What is required :: Write each record again exactly as it stands.

Data provided ::
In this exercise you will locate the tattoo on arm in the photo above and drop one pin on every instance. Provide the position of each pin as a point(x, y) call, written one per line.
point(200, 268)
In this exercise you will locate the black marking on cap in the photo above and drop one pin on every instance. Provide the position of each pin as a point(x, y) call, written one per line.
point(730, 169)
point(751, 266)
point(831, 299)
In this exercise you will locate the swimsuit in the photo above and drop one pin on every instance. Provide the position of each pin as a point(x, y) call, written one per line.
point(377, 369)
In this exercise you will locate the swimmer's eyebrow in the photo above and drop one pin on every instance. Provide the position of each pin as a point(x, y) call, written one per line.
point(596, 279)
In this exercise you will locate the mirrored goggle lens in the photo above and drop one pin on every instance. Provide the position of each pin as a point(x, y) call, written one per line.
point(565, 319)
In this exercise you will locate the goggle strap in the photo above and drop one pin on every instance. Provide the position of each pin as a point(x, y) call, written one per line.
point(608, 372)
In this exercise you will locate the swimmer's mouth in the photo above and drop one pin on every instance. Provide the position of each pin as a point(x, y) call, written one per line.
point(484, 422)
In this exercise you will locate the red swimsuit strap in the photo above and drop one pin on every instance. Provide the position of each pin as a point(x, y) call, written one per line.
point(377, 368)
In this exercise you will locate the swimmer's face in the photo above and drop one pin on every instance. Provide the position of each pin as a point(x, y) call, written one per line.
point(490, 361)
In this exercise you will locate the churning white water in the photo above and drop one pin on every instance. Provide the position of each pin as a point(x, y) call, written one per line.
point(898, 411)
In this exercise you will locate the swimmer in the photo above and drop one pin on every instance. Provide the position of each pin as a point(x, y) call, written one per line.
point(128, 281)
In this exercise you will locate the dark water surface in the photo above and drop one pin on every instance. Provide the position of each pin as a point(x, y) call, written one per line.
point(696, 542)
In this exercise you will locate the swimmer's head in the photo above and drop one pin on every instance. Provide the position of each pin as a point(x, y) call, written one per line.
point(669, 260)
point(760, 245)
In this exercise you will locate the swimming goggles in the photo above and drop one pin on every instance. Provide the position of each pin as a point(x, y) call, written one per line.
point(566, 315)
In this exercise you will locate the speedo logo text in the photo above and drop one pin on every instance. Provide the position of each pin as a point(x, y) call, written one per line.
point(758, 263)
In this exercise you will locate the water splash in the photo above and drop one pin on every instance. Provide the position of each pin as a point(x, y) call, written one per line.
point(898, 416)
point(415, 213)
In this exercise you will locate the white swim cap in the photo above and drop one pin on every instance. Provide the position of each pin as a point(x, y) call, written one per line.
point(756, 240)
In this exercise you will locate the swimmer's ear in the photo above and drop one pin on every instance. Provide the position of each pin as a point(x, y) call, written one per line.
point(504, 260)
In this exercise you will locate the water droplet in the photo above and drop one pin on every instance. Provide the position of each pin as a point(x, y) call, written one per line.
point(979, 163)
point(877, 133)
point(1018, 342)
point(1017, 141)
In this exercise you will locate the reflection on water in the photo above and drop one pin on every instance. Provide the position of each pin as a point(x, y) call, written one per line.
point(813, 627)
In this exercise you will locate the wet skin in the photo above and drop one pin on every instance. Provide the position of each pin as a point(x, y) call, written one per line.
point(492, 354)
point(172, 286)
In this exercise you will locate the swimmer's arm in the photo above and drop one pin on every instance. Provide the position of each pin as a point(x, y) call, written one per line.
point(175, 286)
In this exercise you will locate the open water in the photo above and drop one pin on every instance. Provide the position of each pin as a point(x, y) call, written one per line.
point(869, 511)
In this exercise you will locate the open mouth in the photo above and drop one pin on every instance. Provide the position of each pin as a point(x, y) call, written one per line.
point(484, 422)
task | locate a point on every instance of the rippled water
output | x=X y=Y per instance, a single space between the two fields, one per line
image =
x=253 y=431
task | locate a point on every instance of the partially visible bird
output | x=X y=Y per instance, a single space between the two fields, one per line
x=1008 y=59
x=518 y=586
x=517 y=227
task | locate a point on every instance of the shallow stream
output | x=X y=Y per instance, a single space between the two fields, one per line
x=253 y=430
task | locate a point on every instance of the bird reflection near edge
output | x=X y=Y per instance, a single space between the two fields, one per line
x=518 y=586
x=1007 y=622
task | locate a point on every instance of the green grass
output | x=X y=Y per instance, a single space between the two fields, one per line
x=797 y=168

Your solution ::
In this exercise you will locate the tattoo on arm in the photo above and drop one pin on every instance. Provide the position of each pin as a point(x, y) call, written one per line.
point(200, 268)
In this exercise you will locate the black marking on cap in the photo above and drop one pin on every instance. Provide the position of each pin as a point(x, y) call, written one per line.
point(730, 169)
point(751, 266)
point(831, 299)
In this exercise you will locate the swimsuit in the photo above and drop one pin on every instance. Provide the position of each pin as a point(x, y) call, written one per line.
point(377, 369)
In this exercise you will locate the swimmer's eyebrow in the photo above and drop one pin on every instance. Provide the position of each pin as a point(x, y) call, written one per line.
point(596, 279)
In this exercise you will locate the mirrored goggle lens in the photo above and drop one pin on every instance. Provide the position of each pin as a point(x, y) call, written one per line.
point(565, 319)
In this exercise you will locate the goggle strap in the photo above and drop one pin on every instance. Provide the position of each pin as a point(x, y) call, written one per line.
point(608, 372)
In this exercise you will locate the swimmer's mouth in the photo above and drop one pin on every instance. Provide the position of each pin as a point(x, y) call, written one per line.
point(484, 422)
In this exercise you will locate the red swimsuit strap in the photo above and drop one pin on every instance. Provide the position of each pin as a point(x, y) call, written one per line.
point(377, 368)
In this exercise you will locate the swimmer's face in the photo above and drop one pin on every instance. Provide the position of each pin as a point(x, y) call, written one per line.
point(490, 361)
In this exercise you will locate the churning white water in the photo above and drop one pin on every instance. Provide the position of each pin as a point(x, y) call, written one per line.
point(898, 411)
In this exercise you will locate the swimmer in the photo above and drop one pin on every instance. Provide the position of each pin as a point(x, y) call, written one per line.
point(128, 281)
In this exercise you will locate the dark water surface in the photo above and drop one pin on every instance. Provide the position of each pin as a point(x, y) call, written one per line.
point(696, 542)
In this exercise you will locate the swimmer's head in the photo above and drop one pin on every instance. Provide the position of each pin as a point(x, y) call, written one per line.
point(669, 260)
point(760, 245)
In this exercise you will locate the swimming goggles in the photo above and drop one pin on every instance. Provide the position of each pin as a point(x, y) call, written one per line.
point(566, 315)
In this exercise you will locate the speedo logo text in the photo above and drop one pin on every instance. Provide the position of each pin as a point(x, y) call, written one per line.
point(758, 263)
In this exercise you will locate the water splash in the photo above and drop one pin on every instance. Provide the position of each pin as a point(x, y) call, written one per line.
point(898, 416)
point(415, 213)
In this exercise you will locate the white swim cap in the photo above and drop one pin on every instance. Provide the position of each pin as a point(x, y) call, written one per line.
point(756, 240)
In this exercise you will locate the swimmer's ear in the photo above and drop one pin on every instance. Provide the position of each pin as a point(x, y) call, written one per line.
point(504, 260)
In this exercise you will locate the water droplet in the photo above and drop one pin on every instance. Provide the position of each pin as a point(x, y) call, written one per line.
point(979, 163)
point(877, 133)
point(1018, 342)
point(1017, 141)
In this exercise you will locate the reflection on water in the photo above and drop one pin on every instance. Provide the position of each pin as a point(x, y) call, written one per line.
point(813, 627)
In this exercise you will locate the wet skin in the photo above and drop one pin on every instance. Provide the position of each pin as a point(x, y) call, written one per line.
point(492, 354)
point(172, 286)
In this exercise you will locate the swimmer's arm in the photo above and drop one pin on every instance. Provide the position of each pin as a point(x, y) call, written one per line.
point(175, 286)
In this exercise you will locate the open water in the photo above and drop one pin on every instance. Provide the position of each pin as a point(x, y) call, written one per line.
point(869, 511)
In this exercise you will locate the open mouth in the photo above and drop one pin on every instance. Provide the position of each pin as a point(x, y) call, written one per line.
point(484, 422)
task | locate a point on every instance of the rippled water
output | x=X y=Y per instance, a single space between the two fields, one per line
image =
x=253 y=431
task | locate a point on every instance of the partially visible bird
output | x=X y=Y per instance, a single space between the two fields, one per line
x=1008 y=59
x=518 y=586
x=517 y=227
task | locate a point on every instance of the shallow stream
output | x=X y=Y per instance, a single space between the two fields, one per line
x=253 y=430
task | locate a point on every instance of the bird reflection near edge
output | x=X y=Y per instance, a single space between the two fields, one per line
x=518 y=586
x=1007 y=622
task | locate a point on every instance of the green grass
output | x=X y=Y per instance, a single space between the two fields, one per line
x=797 y=168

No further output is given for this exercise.